• DIRECTIONS FOR THIS TASK:
Set down every line of the listing below again, word for word and in the same order.

• DATA ENTRIES:

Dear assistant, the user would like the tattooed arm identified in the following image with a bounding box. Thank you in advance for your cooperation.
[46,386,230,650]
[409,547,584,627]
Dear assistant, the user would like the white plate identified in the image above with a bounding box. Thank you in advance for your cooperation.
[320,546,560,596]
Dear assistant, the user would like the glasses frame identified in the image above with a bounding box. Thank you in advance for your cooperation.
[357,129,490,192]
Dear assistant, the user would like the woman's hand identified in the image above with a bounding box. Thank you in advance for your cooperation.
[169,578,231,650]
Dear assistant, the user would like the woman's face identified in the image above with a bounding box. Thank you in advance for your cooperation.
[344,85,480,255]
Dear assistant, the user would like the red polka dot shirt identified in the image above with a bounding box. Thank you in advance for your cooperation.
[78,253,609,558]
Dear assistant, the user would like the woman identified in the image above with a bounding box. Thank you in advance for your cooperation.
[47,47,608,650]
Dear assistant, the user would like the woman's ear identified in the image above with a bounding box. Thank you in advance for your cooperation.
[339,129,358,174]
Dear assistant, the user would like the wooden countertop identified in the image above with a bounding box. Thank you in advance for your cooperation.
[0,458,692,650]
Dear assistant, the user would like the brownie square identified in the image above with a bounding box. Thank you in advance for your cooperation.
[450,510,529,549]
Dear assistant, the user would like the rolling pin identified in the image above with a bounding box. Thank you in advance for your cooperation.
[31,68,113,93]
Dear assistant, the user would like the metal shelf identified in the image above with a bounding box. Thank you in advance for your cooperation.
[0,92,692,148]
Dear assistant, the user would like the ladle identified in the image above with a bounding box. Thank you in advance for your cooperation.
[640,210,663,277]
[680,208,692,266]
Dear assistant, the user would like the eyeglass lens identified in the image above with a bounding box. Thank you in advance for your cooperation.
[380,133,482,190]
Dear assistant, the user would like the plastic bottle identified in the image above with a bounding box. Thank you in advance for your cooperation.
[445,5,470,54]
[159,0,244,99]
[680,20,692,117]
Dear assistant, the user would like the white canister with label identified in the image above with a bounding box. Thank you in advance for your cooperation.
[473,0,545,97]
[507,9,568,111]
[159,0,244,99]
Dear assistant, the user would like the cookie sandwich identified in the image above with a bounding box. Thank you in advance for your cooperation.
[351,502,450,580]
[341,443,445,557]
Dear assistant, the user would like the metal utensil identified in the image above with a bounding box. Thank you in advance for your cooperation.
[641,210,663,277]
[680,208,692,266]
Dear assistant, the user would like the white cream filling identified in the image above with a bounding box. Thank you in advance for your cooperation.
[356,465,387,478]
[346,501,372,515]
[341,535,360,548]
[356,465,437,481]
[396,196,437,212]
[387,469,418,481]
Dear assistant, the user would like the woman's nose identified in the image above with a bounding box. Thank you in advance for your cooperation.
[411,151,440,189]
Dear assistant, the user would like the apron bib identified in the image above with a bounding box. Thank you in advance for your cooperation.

• SOLUTION FOR THIS EXERCISE:
Dear assistant, the user would like the tattooed arm identified in the following image with a bounding box. Thank you in advance for your cooperation.
[46,386,230,650]
[409,547,584,627]
Dear assistant, the user would like the white plate identified in the image above with a bounding box. Thank you in advance for your cooperation.
[320,546,560,596]
Dear assistant, the user would like the glasses frame identified in the image above with a bounding box. Thank you in advance for your cooperation.
[357,129,490,192]
Dear assistant, the user would like the woman's hand identified in the image above with a bounding box. Thank you in advance for your cooperation.
[169,578,231,650]
Dear assistant, the user would like the woman's face identified in the image above with a bounding box. Thank you in advance for your cooperation.
[344,85,480,255]
Dear assistant, the user would like the red polka dot shirt identified in the image above with a bounding box. Thank you in advance for your cooperation.
[78,253,609,558]
Dear assistant, the user would like the woman identified in the image above with a bounding box. Thank you in advance for your cooperation.
[47,47,608,650]
Dear assistant, the user would like the woman's ear identified in the image above with a bounding box. Thank you in advance for your cooperation.
[339,129,358,174]
Dear assistant, the user would like the wooden countertop identified in the image above with a bounding box. Thank you in advance for your cooperation.
[0,458,692,650]
Dear assistant, the user would like the brownie square identified in the image above with a bounding box. Thank you in advance for your cooperation.
[450,510,529,549]
Dear assistant, the user would like the rolling pin identified in the image above with a bounding box. Thank you in advance for your cooperation.
[31,68,113,93]
Dear assistant, the user would like the metal shelf identified in the image above with a bounding box. Thank you in advance for your cooperation.
[0,92,692,148]
Dear assistant, the user would like the ladle identified in the image above with a bounding box. Thank you in advance for your cooperation.
[640,210,663,277]
[680,208,692,266]
Dear assistant, the user would like the eyeglass lens identified in the image above with a bounding box. Thank you in advance for your cooperation.
[380,133,482,190]
Dear assistant, the user would like the plastic bottle identified in the image above with a bounding box. Thank you in advance for your cooperation.
[445,5,470,54]
[159,0,244,99]
[680,20,692,117]
Dear assistant, the user would like the white canister with label identified in the image above with a bounding box. Thank you in advance for your cooperation.
[473,0,545,97]
[507,9,568,111]
[159,0,244,99]
Dear assistant, the user would like the cookie sandwich identified in the image above with a bounding box. Thank you in advance for your cooperation.
[351,502,450,580]
[341,443,445,557]
Dear assistant, the user would like the metal utensil identified in the image above with a bounding box. Thank you in advance for your cooperation.
[641,210,663,277]
[680,208,692,266]
Dear assistant, the user would like the white cream filling identified in the image above with a bounding box. Thank you in advance for your cooperation.
[356,465,387,478]
[346,501,372,515]
[341,535,360,548]
[356,465,437,481]
[396,196,437,212]
[387,469,418,481]
Dear assistant, the user would like the woman's nose identified in the image above with a bounding box. Thank you in advance for your cooperation.
[411,151,440,189]
Dear assistant, the user would like the apron bib identified in the image above with a bounding box. Thank you in advance for your cooperation.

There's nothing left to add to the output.